• **Task statement**: Below are some records; reproduce every one of them exactly.

• **Records shown**:
════════════════════

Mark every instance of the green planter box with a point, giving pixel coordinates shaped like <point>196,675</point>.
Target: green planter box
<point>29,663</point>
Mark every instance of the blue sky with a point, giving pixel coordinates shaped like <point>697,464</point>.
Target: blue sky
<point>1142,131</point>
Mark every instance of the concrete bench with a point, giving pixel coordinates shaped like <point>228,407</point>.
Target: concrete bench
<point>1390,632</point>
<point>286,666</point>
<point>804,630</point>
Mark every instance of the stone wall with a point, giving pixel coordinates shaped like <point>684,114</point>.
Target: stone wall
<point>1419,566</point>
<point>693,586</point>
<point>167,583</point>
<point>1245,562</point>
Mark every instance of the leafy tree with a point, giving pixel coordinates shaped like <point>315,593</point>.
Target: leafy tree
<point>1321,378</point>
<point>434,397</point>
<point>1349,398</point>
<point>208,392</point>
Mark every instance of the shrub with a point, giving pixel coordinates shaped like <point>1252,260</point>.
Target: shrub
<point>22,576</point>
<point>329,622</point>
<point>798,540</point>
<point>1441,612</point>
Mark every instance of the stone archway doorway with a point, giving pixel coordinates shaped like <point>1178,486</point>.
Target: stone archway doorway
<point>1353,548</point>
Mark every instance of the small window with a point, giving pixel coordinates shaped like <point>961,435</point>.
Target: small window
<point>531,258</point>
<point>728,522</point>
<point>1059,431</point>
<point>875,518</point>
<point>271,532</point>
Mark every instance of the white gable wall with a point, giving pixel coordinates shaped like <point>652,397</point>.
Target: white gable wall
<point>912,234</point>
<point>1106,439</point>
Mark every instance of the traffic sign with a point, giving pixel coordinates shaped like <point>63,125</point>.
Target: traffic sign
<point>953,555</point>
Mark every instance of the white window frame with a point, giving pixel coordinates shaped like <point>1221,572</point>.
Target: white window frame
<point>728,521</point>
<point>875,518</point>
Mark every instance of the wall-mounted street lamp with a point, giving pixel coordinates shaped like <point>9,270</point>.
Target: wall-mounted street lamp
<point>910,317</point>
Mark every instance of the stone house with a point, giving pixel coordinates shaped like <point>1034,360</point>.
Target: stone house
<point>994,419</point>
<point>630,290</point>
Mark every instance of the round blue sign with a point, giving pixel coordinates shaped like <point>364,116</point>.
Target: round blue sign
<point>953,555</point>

════════════════════

• **Solved exercise**:
Mark every instance of the green planter box with a point, giving pixel coordinates shaped like <point>196,675</point>.
Target: green planter box
<point>29,663</point>
Mark every instance of the blue sky with a point, giving pixel coordinates shaped like <point>697,464</point>.
Target: blue sky
<point>1142,131</point>
Mark every instance of the concrete bench with a point, giving pixel coordinates shaped like <point>228,407</point>.
Target: concrete bench
<point>1390,632</point>
<point>286,666</point>
<point>804,630</point>
Mark every instance of the stone wall with a point, giving pixel coordinates shaped like <point>684,114</point>.
Target: stone wall
<point>1419,566</point>
<point>693,586</point>
<point>167,583</point>
<point>1245,562</point>
Mark every instance of the leafy tree with a point, giving pixel coordinates shaped like <point>315,593</point>.
Target: leafy tree
<point>1321,378</point>
<point>434,397</point>
<point>1349,398</point>
<point>208,392</point>
Mark every instance of the shrub with a point, giving pixel coordinates shaped like <point>1252,260</point>.
Target: shrub
<point>22,576</point>
<point>329,622</point>
<point>798,540</point>
<point>1441,612</point>
Mark every instance of the stone archway doorway with a point, giving pixel coordinates shaped like <point>1178,486</point>.
Target: stone archway doorway
<point>1353,548</point>
Mark every instance of the small window with a point, giving pixel coordinates shaped like <point>961,435</point>.
Target: small window
<point>531,258</point>
<point>728,522</point>
<point>1059,431</point>
<point>875,518</point>
<point>271,532</point>
Mark every instance of the white gable wall with a point, giving pixel coordinates shaped like <point>652,397</point>.
Target: white gable wall
<point>912,234</point>
<point>1106,439</point>
Mark every instance of the traffic sign with a point, giving pixel coordinates shaped like <point>63,125</point>.
Target: traffic sign
<point>953,555</point>
Mark every instance of the white window frame with a point, giving pixel coordinates shaped like <point>1221,572</point>.
Target: white window frame
<point>728,521</point>
<point>875,518</point>
Mark every instance of the wall-mounted street lamp with a point, giving pixel coordinates shaped like <point>9,270</point>.
Target: wall-mounted street lamp
<point>910,317</point>
Mark every instance of the stone house with a point, giving pixel coordinates shaped like <point>1034,360</point>.
Target: stone house
<point>994,419</point>
<point>630,290</point>
Mark every instance of the round blue sign with a point, giving pixel coordinates shaped like <point>364,116</point>.
Target: round blue sign
<point>953,555</point>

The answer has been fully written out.